## Extract:
Secular News Daily - February 23, 2011
Freedom From Religion Foundation honors Virginia woman for contesting school religion
The Freedom From Religion Foundation’s "first commandment" is honor the constitutionally mandated separation of state and church. To accomplish that, FFRF needs cooperation from citizens like Sarah McNair, who is the latest recipient of its Thomas Jefferson Youth Activist Award, a $1,000 scholarship. The award honors students and youth who show special courage or dedication in speaking out to defend secularism or promote freethought.
Sarah McNair received FFRF's Thomas Jefferson Youth Activist Award. Image:FFRF
McNair, now a married 23-year-old student who lives in northern Virginia, began speaking out officially in 2004. She wrote letters of complaint to state officials about the Ten Commandments placed on the walls at Giles County High School in Pearisburg, Va. She received responses dismissing her concerns that students’ rights were being violated. She kept copies of the correspondence, which you can read here.
McNair, who was raised as a Unitarian Universalist and moved to Giles County as a 10th grader, remembers her shock at hearing the morning announcement, "Have a nice day and God bless," she told the Roanoke Times in January. "At the time. I didn’t want to be blessed by God. "Why do they say that to everyone? What about the people who don’t want to start out their day with religion?

## Listing:

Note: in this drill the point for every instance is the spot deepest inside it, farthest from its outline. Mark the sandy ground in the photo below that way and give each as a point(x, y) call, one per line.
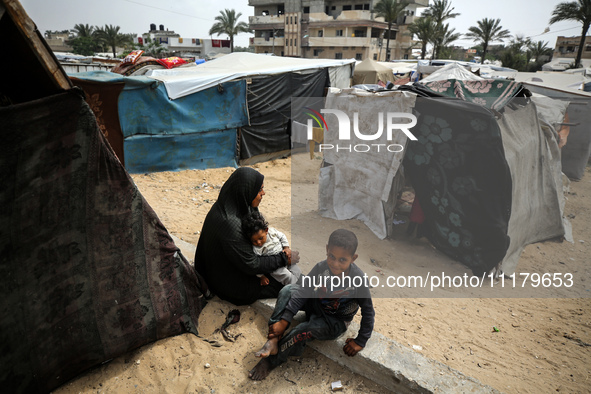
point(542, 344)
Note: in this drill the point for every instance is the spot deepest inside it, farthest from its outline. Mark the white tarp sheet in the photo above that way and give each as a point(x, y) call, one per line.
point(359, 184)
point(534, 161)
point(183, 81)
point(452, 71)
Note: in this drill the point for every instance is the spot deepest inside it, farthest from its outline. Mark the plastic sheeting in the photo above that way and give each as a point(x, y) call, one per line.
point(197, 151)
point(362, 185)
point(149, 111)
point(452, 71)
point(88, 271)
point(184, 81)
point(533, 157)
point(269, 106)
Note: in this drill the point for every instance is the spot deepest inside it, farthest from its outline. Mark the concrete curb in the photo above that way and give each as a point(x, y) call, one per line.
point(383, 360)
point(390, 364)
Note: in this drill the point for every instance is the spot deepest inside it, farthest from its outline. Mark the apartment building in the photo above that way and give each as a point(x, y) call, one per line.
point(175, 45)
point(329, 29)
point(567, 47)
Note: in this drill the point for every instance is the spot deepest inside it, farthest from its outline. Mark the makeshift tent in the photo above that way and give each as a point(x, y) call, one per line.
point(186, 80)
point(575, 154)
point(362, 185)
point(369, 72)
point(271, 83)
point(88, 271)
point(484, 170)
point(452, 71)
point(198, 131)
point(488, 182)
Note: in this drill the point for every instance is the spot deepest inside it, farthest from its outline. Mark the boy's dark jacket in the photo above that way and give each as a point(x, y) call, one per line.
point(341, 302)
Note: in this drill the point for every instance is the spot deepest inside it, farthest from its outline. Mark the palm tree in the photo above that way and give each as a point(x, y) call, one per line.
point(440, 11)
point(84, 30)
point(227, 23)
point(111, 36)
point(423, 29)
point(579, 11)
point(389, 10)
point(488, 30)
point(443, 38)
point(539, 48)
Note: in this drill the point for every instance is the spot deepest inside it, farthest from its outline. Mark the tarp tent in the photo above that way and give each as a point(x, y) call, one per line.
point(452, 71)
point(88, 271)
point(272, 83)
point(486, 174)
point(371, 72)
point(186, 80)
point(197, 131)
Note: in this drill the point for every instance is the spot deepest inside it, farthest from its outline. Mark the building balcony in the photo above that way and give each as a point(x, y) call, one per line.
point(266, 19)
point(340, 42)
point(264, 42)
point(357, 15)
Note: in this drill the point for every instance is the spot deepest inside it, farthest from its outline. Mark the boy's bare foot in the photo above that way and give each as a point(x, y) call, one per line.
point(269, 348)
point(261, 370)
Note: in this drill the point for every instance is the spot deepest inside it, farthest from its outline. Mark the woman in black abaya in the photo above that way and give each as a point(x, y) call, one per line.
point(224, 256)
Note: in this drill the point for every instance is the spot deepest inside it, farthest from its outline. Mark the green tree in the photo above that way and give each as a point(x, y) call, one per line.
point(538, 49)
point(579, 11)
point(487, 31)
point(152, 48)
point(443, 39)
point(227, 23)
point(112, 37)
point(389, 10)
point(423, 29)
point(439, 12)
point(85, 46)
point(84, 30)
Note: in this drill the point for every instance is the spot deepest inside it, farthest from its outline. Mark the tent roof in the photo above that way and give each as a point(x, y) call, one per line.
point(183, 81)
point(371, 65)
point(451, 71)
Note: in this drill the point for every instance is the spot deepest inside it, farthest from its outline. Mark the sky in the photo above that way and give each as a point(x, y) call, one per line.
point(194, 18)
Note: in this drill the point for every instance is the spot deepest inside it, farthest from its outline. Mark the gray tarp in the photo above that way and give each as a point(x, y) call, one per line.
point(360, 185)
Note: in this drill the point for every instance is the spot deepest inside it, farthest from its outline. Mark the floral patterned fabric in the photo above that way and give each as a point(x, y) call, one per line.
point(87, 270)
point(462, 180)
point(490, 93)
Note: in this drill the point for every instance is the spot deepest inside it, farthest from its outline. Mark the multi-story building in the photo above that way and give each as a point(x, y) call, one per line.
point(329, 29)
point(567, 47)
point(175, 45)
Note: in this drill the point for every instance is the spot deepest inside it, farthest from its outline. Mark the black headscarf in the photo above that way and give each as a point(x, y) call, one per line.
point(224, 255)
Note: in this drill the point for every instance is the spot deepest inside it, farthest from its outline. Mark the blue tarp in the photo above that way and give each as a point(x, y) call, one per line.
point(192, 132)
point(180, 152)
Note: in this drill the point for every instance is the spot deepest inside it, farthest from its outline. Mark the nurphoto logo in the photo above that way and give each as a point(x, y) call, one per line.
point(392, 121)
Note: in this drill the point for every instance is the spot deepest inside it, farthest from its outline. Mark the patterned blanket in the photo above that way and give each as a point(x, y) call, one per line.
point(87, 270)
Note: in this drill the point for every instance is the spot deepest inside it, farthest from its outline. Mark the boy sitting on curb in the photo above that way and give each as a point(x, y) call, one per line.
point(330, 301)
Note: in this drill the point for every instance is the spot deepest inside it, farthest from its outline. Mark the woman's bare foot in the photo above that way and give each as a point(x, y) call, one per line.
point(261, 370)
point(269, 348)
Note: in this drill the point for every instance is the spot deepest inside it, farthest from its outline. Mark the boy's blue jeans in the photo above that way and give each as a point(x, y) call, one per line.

## Tasks for this exercise:
#1 Translate this sentence from the Sarah McNair article into Spanish: "The award honors students and youth who show special courage or dedication in speaking out to defend secularism or promote freethought."
#2 Extend the Sarah McNair article, picking up right after its final sentence.
The records have nothing to do with the Sarah McNair article.

## Outputs for the tasks:
#1 El premio honra a estudiantes y jóvenes que muestran una valentía o dedicación especial al alzar la voz para defender el laicismo o promover el librepensamiento.

#2
"I really strongly wanted to make the school religiously neutral, so the school would speak out for all its students, not just religious students," she said. After she objected to the principal, it stopped but only temporarily.
"The state didn’t do their homework, and they passed it back to the school board," First Amendment scholar Charles Haynes told the paper about McNair’s complaints. "What they should have done is looked more closely at it and had a discussion with the school board to look more closely at it."
Enter FFRF in December 2010, when it sent a letter of objection on behalf of local complainants about Ten Commandments hanging in a Giles County middle school hallway. McNair contacted FFRF after the letter to express her support.
District Superintendent Terry Arbogast ordered the Commandments to be removed from all county schools and from the technology center in the wake of the Foundation’s letter. But on Jan. 20, the Board of Education voted 5-0 to put them back up after being overwhelmed by negative comments.
FFRF responded that unless the district removed the clearly unconstitutional displays, it would file a lawsuit along with county residents. Arbogast estimated fighting a suit could cost $300,000.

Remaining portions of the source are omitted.